## TASK GOAL
Copy out every one of the items below word for word, line by line.

**** INFORMATION PROVIDED

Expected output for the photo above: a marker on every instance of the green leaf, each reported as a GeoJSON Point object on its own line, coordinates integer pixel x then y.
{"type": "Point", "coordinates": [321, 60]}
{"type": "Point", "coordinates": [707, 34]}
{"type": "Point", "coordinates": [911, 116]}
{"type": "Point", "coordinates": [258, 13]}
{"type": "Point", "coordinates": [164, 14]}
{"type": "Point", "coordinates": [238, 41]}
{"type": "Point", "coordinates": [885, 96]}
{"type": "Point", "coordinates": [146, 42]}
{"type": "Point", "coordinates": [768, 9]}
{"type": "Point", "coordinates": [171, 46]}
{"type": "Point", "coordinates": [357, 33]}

********

## SOLUTION FOR THIS TASK
Expected output for the photo above: a marker on every instance of the green leaf, each reported as a GeoJSON Point object on its own line, coordinates integer pixel x then y.
{"type": "Point", "coordinates": [321, 60]}
{"type": "Point", "coordinates": [707, 34]}
{"type": "Point", "coordinates": [911, 116]}
{"type": "Point", "coordinates": [258, 13]}
{"type": "Point", "coordinates": [164, 14]}
{"type": "Point", "coordinates": [238, 41]}
{"type": "Point", "coordinates": [885, 96]}
{"type": "Point", "coordinates": [146, 42]}
{"type": "Point", "coordinates": [768, 9]}
{"type": "Point", "coordinates": [171, 46]}
{"type": "Point", "coordinates": [357, 33]}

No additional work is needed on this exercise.